* [Consigne]
Reproduisez à l'identique l'intégralité de l'extrait du document sur la chimiothérapie et la radiothérapie.

* [Extrait du document]
▬▬▬▬▬▬
6 . 2  -  Les moyens

6 . 2 . 1  -  Chimiothérapie

Différents médicaments sont utilisés, toujours associés de façon à bénéficier de différents mécanismes d'action et à empêcher certaines résistances. Les anthracyclines et la cytosine arabinoside sont la base du traitement des LAM. On les utilise aussi dans les LAL, avec d'autres drogues plus spécifiques de cette maladie comme la vincristine, l'asparaginase, le méthotrexate (intraveineux et/ou intrathécal), et les corticoïdes.

6 . 2 . 2  -  Radiothérapie

Elle n'est utilisée que dans deux indications : irradiation prophylactique ou curative des localisations neuroméningées (LAL de l'adulte et leucémies aiguës monoblastiques), et irradiation corporelle totale utilisée en préparation aux greffes de cellules souches hématopoïétiques.
▬▬▬▬▬▬
* [Extrait des données]
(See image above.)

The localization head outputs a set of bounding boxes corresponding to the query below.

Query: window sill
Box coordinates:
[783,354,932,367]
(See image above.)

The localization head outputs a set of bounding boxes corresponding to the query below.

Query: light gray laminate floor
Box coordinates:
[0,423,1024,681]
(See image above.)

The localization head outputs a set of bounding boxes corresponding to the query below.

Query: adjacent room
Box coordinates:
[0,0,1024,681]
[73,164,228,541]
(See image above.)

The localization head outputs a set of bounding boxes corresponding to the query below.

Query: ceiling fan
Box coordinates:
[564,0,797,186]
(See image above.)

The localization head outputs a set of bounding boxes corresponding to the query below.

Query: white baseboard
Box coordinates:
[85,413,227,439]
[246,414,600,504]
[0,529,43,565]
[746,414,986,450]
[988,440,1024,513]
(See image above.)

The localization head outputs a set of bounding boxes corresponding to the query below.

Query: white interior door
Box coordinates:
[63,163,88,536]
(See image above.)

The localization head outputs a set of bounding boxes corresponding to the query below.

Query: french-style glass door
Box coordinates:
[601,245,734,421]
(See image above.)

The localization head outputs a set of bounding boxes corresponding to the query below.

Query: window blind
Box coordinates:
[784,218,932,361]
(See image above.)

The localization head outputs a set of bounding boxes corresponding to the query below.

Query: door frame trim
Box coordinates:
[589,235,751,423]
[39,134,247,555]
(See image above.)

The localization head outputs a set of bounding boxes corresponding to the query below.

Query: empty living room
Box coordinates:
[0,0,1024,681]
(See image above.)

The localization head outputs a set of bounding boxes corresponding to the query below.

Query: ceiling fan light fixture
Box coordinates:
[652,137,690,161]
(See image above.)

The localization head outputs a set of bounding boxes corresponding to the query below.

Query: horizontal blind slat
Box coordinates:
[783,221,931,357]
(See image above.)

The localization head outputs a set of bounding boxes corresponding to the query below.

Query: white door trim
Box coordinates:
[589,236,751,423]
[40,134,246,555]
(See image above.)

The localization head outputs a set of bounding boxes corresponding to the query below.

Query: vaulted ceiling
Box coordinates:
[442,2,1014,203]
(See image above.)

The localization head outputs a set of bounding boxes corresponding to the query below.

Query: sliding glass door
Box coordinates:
▬▬▬▬▬▬
* [Corrigé]
6 . 2  -  Les moyens

6 . 2 . 1  -  Chimiothérapie

Différents médicaments sont utilisés, toujours associés de façon à bénéficier de différents mécanismes d'action et à empêcher certaines résistances. Les anthracyclines et la cytosine arabinoside sont la base du traitement des LAM. On les utilise aussi dans les LAL, avec d'autres drogues plus spécifiques de cette maladie comme la vincristine, l'asparaginase, le méthotrexate (intraveineux et/ou intrathécal), et les corticoïdes.

6 . 2 . 2  -  Radiothérapie

Elle n'est utilisée que dans deux indications : irradiation prophylactique ou curative des localisations neuroméningées (LAL de l'adulte et leucémies aiguës monoblastiques), et irradiation corporelle totale utilisée en préparation aux greffes de cellules souches hématopoïétiques.